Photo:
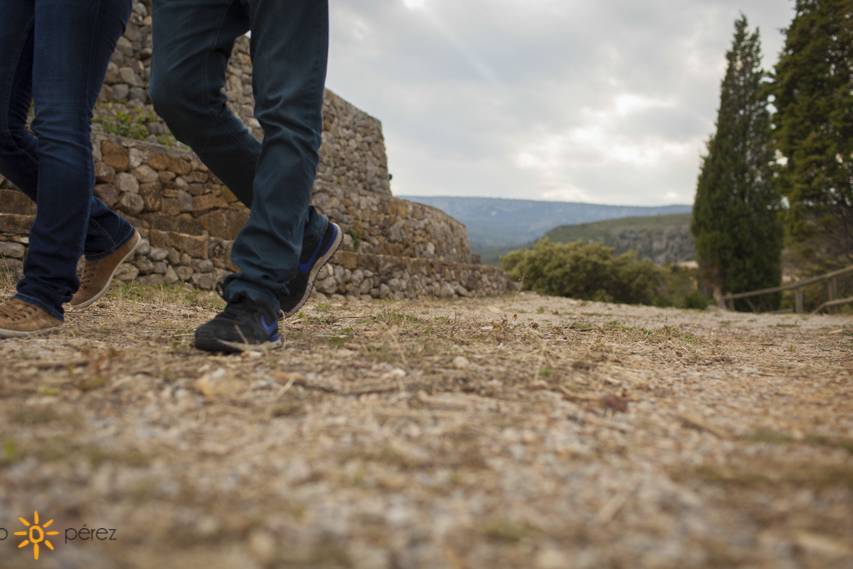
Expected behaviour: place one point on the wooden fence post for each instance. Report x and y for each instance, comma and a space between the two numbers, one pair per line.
832, 291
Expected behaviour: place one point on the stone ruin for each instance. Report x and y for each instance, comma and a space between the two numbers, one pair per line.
392, 248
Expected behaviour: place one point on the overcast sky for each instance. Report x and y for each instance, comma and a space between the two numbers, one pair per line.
605, 101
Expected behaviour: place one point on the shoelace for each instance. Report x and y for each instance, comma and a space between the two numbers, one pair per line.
89, 273
16, 311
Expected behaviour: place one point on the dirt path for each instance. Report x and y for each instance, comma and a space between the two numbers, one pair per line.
515, 432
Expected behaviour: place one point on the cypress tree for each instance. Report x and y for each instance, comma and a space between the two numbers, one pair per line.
813, 94
736, 221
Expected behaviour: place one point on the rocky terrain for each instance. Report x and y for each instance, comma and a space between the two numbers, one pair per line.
517, 431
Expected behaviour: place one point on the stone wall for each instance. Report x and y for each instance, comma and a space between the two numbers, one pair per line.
392, 247
353, 151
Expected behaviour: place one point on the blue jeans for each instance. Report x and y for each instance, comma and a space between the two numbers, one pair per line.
289, 46
56, 52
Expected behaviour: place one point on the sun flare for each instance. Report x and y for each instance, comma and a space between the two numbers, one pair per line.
36, 534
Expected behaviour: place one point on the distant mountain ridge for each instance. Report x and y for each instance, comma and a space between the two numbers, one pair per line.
663, 239
504, 223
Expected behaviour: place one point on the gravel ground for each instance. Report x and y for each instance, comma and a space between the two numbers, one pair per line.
520, 431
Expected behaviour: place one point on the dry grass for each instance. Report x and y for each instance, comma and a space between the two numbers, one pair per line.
513, 432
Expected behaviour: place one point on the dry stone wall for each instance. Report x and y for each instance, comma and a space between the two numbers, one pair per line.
392, 248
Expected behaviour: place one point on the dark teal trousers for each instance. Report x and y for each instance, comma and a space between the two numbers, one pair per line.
274, 177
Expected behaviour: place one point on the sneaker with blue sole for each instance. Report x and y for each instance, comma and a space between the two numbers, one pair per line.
244, 325
314, 257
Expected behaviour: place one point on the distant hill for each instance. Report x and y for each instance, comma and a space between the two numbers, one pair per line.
662, 238
495, 223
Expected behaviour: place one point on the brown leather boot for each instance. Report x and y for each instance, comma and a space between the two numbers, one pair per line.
19, 319
98, 274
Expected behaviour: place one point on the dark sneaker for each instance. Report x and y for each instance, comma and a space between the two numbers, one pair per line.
99, 273
19, 319
314, 257
244, 325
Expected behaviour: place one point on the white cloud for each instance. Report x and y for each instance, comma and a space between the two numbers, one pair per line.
545, 99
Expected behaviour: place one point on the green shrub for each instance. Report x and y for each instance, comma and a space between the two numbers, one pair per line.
591, 271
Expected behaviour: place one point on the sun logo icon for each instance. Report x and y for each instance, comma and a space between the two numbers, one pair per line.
36, 534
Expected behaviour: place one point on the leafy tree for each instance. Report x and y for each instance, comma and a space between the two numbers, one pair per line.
592, 271
813, 94
736, 221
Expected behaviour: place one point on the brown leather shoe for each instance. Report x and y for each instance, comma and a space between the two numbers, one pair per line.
98, 274
19, 319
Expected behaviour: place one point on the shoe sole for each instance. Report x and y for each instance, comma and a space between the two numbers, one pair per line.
103, 291
13, 334
312, 276
212, 344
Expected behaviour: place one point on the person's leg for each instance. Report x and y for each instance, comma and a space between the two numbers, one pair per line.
18, 147
73, 42
192, 44
290, 42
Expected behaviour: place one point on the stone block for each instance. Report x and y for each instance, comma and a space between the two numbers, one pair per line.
115, 155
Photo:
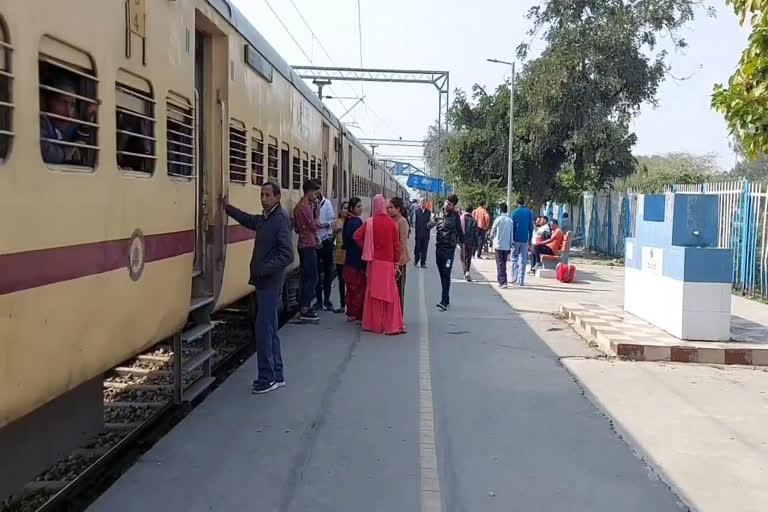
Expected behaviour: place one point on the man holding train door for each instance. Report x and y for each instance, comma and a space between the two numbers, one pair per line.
272, 253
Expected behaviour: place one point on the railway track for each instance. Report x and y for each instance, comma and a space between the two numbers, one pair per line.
138, 410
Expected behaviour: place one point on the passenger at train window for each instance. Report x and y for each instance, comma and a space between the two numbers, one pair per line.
58, 112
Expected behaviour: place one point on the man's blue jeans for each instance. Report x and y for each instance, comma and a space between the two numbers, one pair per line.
444, 258
308, 262
519, 261
269, 354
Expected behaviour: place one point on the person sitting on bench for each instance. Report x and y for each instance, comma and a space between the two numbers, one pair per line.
551, 246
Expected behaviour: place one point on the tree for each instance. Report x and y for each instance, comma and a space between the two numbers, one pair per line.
744, 103
601, 74
752, 169
656, 173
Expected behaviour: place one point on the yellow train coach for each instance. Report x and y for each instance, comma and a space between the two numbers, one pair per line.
121, 124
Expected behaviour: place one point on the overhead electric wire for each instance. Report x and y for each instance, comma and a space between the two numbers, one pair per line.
288, 31
360, 43
322, 47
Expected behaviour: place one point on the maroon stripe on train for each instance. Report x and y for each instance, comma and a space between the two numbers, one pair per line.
237, 233
31, 269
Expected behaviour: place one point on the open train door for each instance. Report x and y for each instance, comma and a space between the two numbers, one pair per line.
211, 87
192, 375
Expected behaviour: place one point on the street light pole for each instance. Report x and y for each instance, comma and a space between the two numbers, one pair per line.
511, 128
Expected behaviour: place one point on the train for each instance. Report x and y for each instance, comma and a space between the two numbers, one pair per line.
122, 122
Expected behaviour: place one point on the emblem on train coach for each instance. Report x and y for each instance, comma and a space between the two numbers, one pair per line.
136, 255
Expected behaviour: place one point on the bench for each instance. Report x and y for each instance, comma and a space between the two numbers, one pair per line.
550, 262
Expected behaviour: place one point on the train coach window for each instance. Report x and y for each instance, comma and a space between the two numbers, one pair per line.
180, 132
285, 166
273, 174
136, 143
296, 171
312, 168
238, 155
257, 158
68, 105
6, 99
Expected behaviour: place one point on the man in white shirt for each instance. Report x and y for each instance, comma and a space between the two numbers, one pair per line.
325, 218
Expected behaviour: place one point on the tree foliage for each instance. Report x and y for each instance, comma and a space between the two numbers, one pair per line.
655, 173
744, 102
749, 168
573, 104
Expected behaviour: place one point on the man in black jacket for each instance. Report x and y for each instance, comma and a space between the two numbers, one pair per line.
449, 234
422, 216
272, 253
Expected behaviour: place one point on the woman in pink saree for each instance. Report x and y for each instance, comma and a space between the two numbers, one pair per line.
380, 241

☆ ☆ ☆ ☆

What the task requires ▸ Copy the records above exactly, leaving out every picture.

Response below ▸
Photo:
Expected behaviour: place one point on the wooden fence post for each instance. Report x and y for each instance, comma and a space between the two numbers, one pair per line.
832, 291
Expected behaviour: place one point on the stone ruin for each instance. Report x and y for each instance, comma and a space between the two numbers, one pair per line.
392, 248
Expected behaviour: place one point on the overcast sky for each instance. Report x and y for each instance, comma and a space between the two numbers, one pair per line.
605, 101
Expected behaviour: place one point on the shoelace for each instance. Report x and y for each instance, comma and a space between the two numbers, one pair per line.
89, 273
16, 311
Expected behaviour: place one point on the dirt path for each instance. Report x and y for each instance, comma and a space between the two numbers, one pair per line.
515, 432
Expected behaviour: place one point on the cypress tree for each instance. Report x and y for each instance, comma and a space between the two numbers, one pair per line.
813, 94
736, 221
Expected behaviour: place one point on the rocky terrain for each instance. Report x and y for each instance, comma and a space between the two numbers, one pair per line.
517, 431
Expected behaviour: place one point on the stone wall for each instance. Report x and y for each instance, comma and a space between the two numbers, one pair per line.
392, 247
353, 151
Expected behaviour: place one point on the blue jeans for each instance. Report x and y for each instance, comma and a space between the two numbers, one pair per line.
289, 46
56, 52
Expected behaviour: place one point on the sun flare for each instance. Report x and y for each instance, comma and a space between the two numbers, one pair per line.
36, 534
Expected behaviour: place one point on the distant mountain ridge for each instance. Report x and y for each instance, comma and a space between the two numbers, one pair per line.
663, 239
504, 223
Expected behaviour: place one point on the gravel ground for each instance. Report x and y for each instance, comma and a space between the two numbers, one pair per line.
520, 431
Expected behaviour: place one point on the dry grass for each instance. Report x and y for each instance, comma and a space between the two numbers, one pair per line.
513, 432
Expected behaviour: place one point on the dry stone wall for each instance. Report x and y for each instance, comma and a space between the two numbers, one pair per line.
392, 248
Expected behaviour: place one point on the dark teal trousers for each instance. Report x and y for each instance, comma and a space between the two numbers, one pair per line.
274, 177
Expected behaviour: place one point on the sneaker with blue sole for each instance. Report x and y for each instance, comma and a space between the two numbers, one pair per line.
244, 325
314, 257
Expected behaviour: place one point on the distant hill for each instance. Report x and y for each instance, comma and a space between the two numbers, one pair per line.
662, 238
495, 223
Expected behaviour: place one point on the brown leather boot for each instance. Report x and y for each instance, comma and a space between the two numbers, one pair per line.
19, 319
98, 274
Expected behaviour: place one point on the dark sneaker for each instance. Report x and y for each instance, comma and a space between the two numbers, one pair per line.
99, 273
19, 319
314, 257
244, 325
Expected behaviour: place one point on the white cloud for each instance. Report x and y for each instance, comma and a space between the two numbers, one pair per line.
545, 99
Expected behaviour: place one point on the green shrub for each instance. Report x and y for each instance, comma and a space between the two numbers, one pair per line.
591, 271
Expected behaviour: place one point on the sun logo icon for each instance. Report x and y for each instance, comma and a space between the two numbers, one pair per line.
36, 534
Expected behaviour: place one point on the leafy tree for each instance. Report x and y for each instance, comma and a space between the two numbers, one pair per line.
592, 271
813, 94
736, 221
Expected behaviour: place one point on the brown leather shoe for each instance. Report x and y for each instance, comma and a space between the two numbers, one pair per line.
98, 274
19, 319
Expected behaviour: place one point on the shoe sole for each instance. Report x and y for each instance, comma and a space between the two numbers, one pair per line.
103, 291
13, 334
312, 276
212, 344
Expected behaviour: place one point on the person's leg for each instance. Report x and y for each instance, comma and a space between the two numbers, one pair per line.
18, 147
73, 42
192, 44
290, 42
Expected behaviour: place one point on the stone block for each instance. Report x and y for each instance, comma and a space between the two numbers, one pair per line.
115, 155
Photo:
Expected behaviour: place one point on the man holding train door for each instance. Report x and y for each instance, comma and a space between the two numbers, one pair per line.
272, 253
Expected behaviour: place one point on the railway track for each instance. Report x and y for each instance, comma and a space between the two numbers, one pair per line.
138, 410
Expected behaviour: place one point on the passenger at train window for each instance. Report x and y for each instance, comma and a space between the two numbers, one pair per line.
58, 112
Expected behaviour: place one point on the man's blue jeans for each instance. Report x and y for each instance, comma and a space between the two numbers, one pair per line.
444, 258
308, 262
519, 261
269, 354
Expected behaviour: place one point on the person sitting on bench for each instance. Report x and y for each instance, comma and a space between the two numbers, one pair per line.
551, 246
Expected behaviour: place one point on the tree for each instance. Report x and y for each instance, comma and a space between the two numbers, one pair per line.
744, 103
601, 74
752, 169
656, 173
Expected behaviour: place one point on the yellow train coach for each instance. Report x and y for each instance, comma and a space between the two numbers, one pair per line.
121, 124
Expected behaviour: place one point on the overhead electric wire for each instance. Report x and y for each instance, comma and a space between the two numbers, one pair per line.
288, 31
360, 43
322, 47
Expected behaviour: place one point on the maroon stripe on train for each instance. Report x and y for each instance, comma and a space between the two numbers, one pair per line.
237, 233
31, 269
Expected behaviour: place one point on the open train door for each instance. Report x and y for each instance, comma and a space between the two numbers, one pair per line.
211, 87
192, 375
Expected behaviour: place one point on the street light pole for each instance. Report x and y for each instance, comma and a space between the two numbers, one pair per line.
511, 128
Expected behaviour: place one point on the train for each instance. Report x and y for each instance, comma and a space between the two numbers, one pair per line.
122, 122
Expected behaviour: place one point on the emblem on train coach for each instance. Report x and y for each instance, comma and a space between the two numbers, one pair per line.
136, 255
Expected behaviour: place one point on the bench for each instance. Report x and y for each instance, comma and a space between the two numbers, one pair per line.
550, 262
Expected behaviour: place one point on the train coach window for each instance. Report x and y for each instance, comma and a space between the two numbers, one pair per line.
180, 132
285, 166
273, 174
136, 143
296, 171
312, 168
238, 155
257, 158
68, 105
6, 99
Expected behaviour: place one point on the man in white shirt for each instance. Report x and y for each instance, comma and a space between the two numbers, one pair per line.
325, 218
Expected behaviour: place one point on the tree foliage for each instance. Report x and y for each instance, comma and a space between the two numbers, one pair per line.
655, 173
744, 102
749, 168
573, 104
Expected behaviour: place one point on the man in black jacket for each instance. Report x and y for each instance, comma and a space between the two numbers, one pair per line.
449, 234
422, 216
272, 253
Expected behaviour: place one point on the woman in pink saree for each instance. Report x and y for each instance, comma and a space between the two numbers, one pair per line.
380, 241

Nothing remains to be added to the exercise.